* **Énoncé de la tâche**
Modifiez le passage du texte sur le ciment qui commence à « Les Romains ont » et se termine à « le XXᵉ siècle. » en y remplaçant « urbanisation » par « industrialisation ».

* **Texte retenu**
------------------------------------------------------------

Le ciment est partout : sous nos pieds, dans les murs qui nous entourent, dans les ponts que nous traversons. Il est si fondamental à la vie moderne que nous n’y pensons que rarement. Pourtant, cette poudre grise est l’un des matériaux les plus essentiels et les plus influents de l’histoire de l’humanité. Il a permis de construire des civilisations et des structures durables, de la Rome antique aux mégapoles en expansion actuelles. Mais derrière sa présence solide se cache une industrie à un tournant, qui équilibre la croissance avec le besoin urgent de durabilité.
Les Romains ont été parmi les premiers à reconnaître le pouvoir du ciment, mélangeant des cendres volcaniques avec de la chaux pour créer des structures qui existent encore aujourd’hui. Leur innovation a failli être perdue dans l’histoire jusqu’au XIX^e siècle, lorsque le ciment Portland, toujours la base de la construction moderne, a été inventé. Depuis lors, la production de ciment a explosé, poussée par la demande incessante d’urbanisation. Aujourd’hui, l’Asie est en tête, la Chine et l’Inde produisant plus de ciment que le reste du monde réuni. En fait, la Chine a consommé à elle seule plus de ciment entre 2011 et 2013 que les États-Unis au cours de tout le XXᵉ siècle.
Mais le succès du ciment a un coût. Sa production génère environ 8 % des émissions mondiales de dioxyde de carbone, ce qui en fait l’une des industries les plus polluantes. Le problème réside dans sa composition chimique même : le calcaire, l’ingrédient clé, libère du CO₂ lorsqu’il est chauffé, et les températures extrêmes nécessaires à son traitement dépendent des combustibles fossiles. Alors que le monde s’oriente vers des solutions plus écologiques, l’industrie du ciment est confrontée à une pression croissante pour assainir ses pratiques.
La réponse ? L’innovation. Certains producteurs mélangent le ciment à des sous-produits industriels tels que les cendres volantes et les scories, réduisant ainsi les émissions sans compromettre la résistance. D’autres expérimentent des technologies de capture du carbone, visant à piéger le CO₂ avant qu’il n’atteigne l’atmosphère. Le recyclage prend également de l’ampleur : le vieux béton est broyé et réutilisé, ce qui réduit les déchets et le besoin de nouvelles matières premières. Dans certains cas, les nouvelles formules de ciment contiennent jusqu’à 10 % de matières recyclées, une étape modeste, mais importante, vers une économie circulaire.

------------------------------------------------------------

* **Données fournies**
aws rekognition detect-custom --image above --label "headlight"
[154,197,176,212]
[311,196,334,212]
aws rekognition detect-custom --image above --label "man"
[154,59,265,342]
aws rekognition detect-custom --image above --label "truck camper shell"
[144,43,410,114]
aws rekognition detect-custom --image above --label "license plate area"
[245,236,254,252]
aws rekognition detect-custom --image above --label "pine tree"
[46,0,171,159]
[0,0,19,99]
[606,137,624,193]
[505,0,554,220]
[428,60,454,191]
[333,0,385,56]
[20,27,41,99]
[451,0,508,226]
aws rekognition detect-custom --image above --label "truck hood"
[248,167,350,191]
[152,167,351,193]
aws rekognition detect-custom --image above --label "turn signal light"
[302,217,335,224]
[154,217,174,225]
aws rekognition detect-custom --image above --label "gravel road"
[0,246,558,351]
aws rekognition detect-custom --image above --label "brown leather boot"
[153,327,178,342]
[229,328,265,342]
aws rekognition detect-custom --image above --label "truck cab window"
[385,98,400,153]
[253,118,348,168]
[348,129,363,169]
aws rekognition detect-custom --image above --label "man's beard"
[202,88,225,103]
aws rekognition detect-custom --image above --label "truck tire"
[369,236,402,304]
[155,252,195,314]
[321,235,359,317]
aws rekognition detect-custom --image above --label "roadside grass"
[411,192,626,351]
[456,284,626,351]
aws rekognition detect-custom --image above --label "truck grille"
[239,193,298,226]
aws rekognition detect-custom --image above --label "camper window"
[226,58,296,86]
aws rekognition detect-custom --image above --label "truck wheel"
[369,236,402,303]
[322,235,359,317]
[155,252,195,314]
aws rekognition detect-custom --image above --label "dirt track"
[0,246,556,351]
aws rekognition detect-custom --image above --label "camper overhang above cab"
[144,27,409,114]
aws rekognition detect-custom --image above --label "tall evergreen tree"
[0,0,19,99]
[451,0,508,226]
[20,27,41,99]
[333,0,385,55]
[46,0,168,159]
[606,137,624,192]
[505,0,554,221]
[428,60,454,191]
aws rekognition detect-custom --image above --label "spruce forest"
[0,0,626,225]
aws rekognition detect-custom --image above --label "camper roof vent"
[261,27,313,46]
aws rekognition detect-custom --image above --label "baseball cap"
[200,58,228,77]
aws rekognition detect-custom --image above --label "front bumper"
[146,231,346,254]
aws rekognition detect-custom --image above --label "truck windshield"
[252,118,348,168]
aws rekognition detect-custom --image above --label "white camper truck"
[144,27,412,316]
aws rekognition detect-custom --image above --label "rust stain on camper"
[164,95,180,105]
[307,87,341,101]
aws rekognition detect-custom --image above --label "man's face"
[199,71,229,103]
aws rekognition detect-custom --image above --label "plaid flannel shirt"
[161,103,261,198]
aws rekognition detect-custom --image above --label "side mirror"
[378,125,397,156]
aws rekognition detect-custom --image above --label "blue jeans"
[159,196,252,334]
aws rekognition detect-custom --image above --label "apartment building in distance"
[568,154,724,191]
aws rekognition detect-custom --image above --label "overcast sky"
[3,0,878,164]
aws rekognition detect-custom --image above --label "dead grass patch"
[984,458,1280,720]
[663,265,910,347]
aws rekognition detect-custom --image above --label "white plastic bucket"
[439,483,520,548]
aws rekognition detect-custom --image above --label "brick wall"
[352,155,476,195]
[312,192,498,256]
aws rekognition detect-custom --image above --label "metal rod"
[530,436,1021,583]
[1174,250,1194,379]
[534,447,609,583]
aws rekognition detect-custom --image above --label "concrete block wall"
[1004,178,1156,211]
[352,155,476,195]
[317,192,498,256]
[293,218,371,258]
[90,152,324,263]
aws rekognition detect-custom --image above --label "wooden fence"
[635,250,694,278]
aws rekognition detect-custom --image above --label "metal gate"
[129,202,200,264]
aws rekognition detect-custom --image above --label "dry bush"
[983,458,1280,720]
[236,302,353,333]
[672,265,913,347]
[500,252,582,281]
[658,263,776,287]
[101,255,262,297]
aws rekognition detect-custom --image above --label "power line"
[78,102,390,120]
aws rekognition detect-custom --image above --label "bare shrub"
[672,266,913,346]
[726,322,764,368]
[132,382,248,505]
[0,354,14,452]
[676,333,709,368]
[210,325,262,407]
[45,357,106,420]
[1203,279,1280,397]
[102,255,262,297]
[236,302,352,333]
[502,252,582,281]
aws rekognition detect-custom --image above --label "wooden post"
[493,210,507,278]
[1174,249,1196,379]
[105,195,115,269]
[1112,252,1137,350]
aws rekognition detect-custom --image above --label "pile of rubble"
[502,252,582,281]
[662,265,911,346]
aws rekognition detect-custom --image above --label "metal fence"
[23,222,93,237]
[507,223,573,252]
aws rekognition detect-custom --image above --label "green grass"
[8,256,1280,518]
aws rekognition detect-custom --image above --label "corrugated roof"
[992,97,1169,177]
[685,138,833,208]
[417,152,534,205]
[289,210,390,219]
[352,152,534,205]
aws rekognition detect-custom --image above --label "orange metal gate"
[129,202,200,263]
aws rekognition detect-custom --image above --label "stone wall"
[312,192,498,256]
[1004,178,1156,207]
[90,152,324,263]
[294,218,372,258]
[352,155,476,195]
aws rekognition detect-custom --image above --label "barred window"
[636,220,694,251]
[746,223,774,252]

------------------------------------------------------------

* **Résultat attendu**
Les Romains ont été parmi les premiers à reconnaître le pouvoir du ciment, mélangeant des cendres volcaniques avec de la chaux pour créer des structures qui existent encore aujourd’hui. Leur innovation a failli être perdue dans l’histoire jusqu’au XIX^e siècle, lorsque le ciment Portland, toujours la base de la construction moderne, a été inventé. Depuis lors, la production de ciment a explosé, poussée par la demande incessante d’industrialisation. Aujourd’hui, l’Asie est en tête, la Chine et l’Inde produisant plus de ciment que le reste du monde réuni. En fait, la Chine a consommé à elle seule plus de ciment entre 2011 et 2013 que les États-Unis au cours de tout le XXᵉ siècle.